Task instructions:
a - In the mailing-list reply about the signal handler patch, which function does the patch comment say should be used by processes that have already touched shared memory?
b - Resume the mailing-list reply about the signal handler patch, continuing directly after its final sentence.

Provided text:
## START

Hi,
On 2021-03-24 18:36:14 +0900, Fujii Masao wrote:
> Barring any objection, I'm thinking to commit this patch.
To which branches? I am *strongly* opposed to backpatching this.
> /*
> - * Simple signal handler for exiting quickly as if due to a crash.
> + * Simple signal handler for processes which have not yet touched or do not
> + * touch shared memory to exit quickly.
> *
> - * Normally, this would be used for handling SIGQUIT.
> + * Note that if processes already touched shared memory, use
> + * SignalHandlerForCrashExit() instead and force the postmaster into
> + * a system reset cycle because shared memory may be corrupted.
> + */
> +void
> +SignalHandlerForNonCrashExit(SIGNAL_ARGS)
> +{
> + /*
> + * Since we don't touch shared memory, we can just pull the plug and exit
> + * without running any atexit handlers.
> + */
> + _exit(1);
> +}
This strikes me as a quite a misleading function name. Outside of very
narrow circumstances a normal exit shouldn't use _exit(1). Neither 1 no
_exit() (as opposed to exit()) seem appropriate. This seems like a bad
idea.

## END

Extracted data:
## START

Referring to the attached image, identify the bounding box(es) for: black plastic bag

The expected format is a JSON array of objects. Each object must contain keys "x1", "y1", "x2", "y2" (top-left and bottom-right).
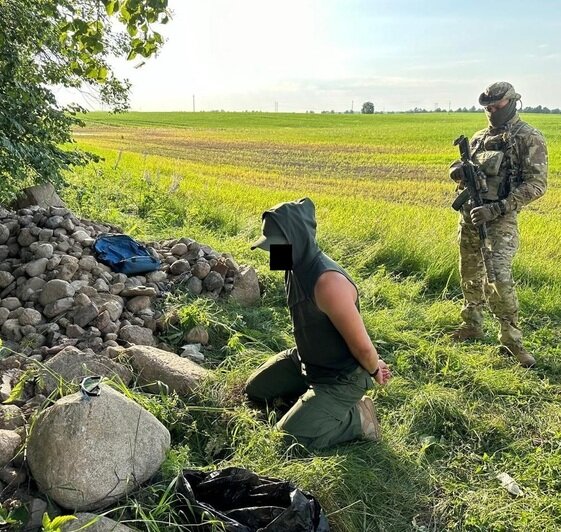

## END
## START

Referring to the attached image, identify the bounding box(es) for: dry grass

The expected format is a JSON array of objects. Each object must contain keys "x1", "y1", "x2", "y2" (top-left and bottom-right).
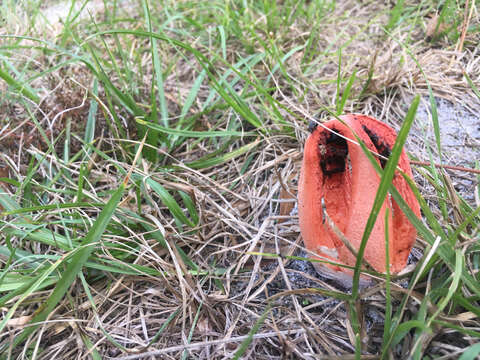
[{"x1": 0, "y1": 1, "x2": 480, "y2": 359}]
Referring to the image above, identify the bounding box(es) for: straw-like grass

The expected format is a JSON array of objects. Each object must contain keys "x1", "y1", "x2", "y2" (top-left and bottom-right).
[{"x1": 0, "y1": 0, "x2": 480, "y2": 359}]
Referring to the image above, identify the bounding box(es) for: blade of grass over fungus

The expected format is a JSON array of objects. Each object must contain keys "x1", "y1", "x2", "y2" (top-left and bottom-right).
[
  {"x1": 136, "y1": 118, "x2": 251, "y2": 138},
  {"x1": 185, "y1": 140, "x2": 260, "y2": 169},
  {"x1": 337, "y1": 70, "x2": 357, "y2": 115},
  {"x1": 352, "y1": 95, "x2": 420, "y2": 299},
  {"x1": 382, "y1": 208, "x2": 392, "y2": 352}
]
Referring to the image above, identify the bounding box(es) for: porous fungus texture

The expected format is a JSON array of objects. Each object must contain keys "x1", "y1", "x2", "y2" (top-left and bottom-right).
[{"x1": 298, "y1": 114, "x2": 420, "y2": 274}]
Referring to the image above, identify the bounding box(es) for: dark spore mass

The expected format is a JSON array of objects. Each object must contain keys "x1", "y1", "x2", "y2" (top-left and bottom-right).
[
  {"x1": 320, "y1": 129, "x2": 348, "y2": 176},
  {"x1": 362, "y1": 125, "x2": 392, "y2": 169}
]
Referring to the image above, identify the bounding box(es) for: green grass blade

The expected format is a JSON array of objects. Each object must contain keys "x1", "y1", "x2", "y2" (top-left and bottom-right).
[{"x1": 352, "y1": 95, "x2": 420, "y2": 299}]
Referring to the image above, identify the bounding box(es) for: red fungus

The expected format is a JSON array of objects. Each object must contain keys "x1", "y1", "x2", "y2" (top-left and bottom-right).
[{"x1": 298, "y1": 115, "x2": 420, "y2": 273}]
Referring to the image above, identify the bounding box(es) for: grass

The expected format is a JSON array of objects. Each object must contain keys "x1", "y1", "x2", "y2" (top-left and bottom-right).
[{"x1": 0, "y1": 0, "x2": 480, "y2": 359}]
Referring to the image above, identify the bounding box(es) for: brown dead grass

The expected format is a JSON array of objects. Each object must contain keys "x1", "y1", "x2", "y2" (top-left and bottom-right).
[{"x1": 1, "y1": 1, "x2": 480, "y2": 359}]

## END

Expected outputs:
a - SignalHandlerForCrashExit()

b -
Also, won't this lead to postmaster now starting to complain about
pgstat having crashed in an immediate shutdown? Right now only exit
status 0 is expected:
if (pid == PgStatPID)
{
PgStatPID = 0;
if (!EXIT_STATUS_0(exitstatus))
LogChildExit(LOG, _("statistics collector process"),
pid, exitstatus);
if (pmState == PM_RUN || pmState == PM_HOT_STANDBY)
PgStatPID = pgstat_start();
continue;
}
> + * The statistics collector is started by the postmaster as soon as the
> + * startup subprocess finishes, or as soon as the postmaster is ready
> + * to accept read only connections during archive recovery. It remains
> + * alive until the postmaster commands it to terminate. Normal
> + * termination is by SIGUSR2 after the checkpointer must exit(0),
> + * which instructs the statistics collector to save the final statistics
> + * to reuse at next startup and then exit(0).
I can't parse "...after the checkpointer must exit(0), which instructs..."
> + * Emergency termination is by SIGQUIT; like any backend, the statistics
> + * collector will exit quickly without saving the final statistics. It's
> + * ok because the startup process will remove all statistics at next
> + * startup after emergency termination.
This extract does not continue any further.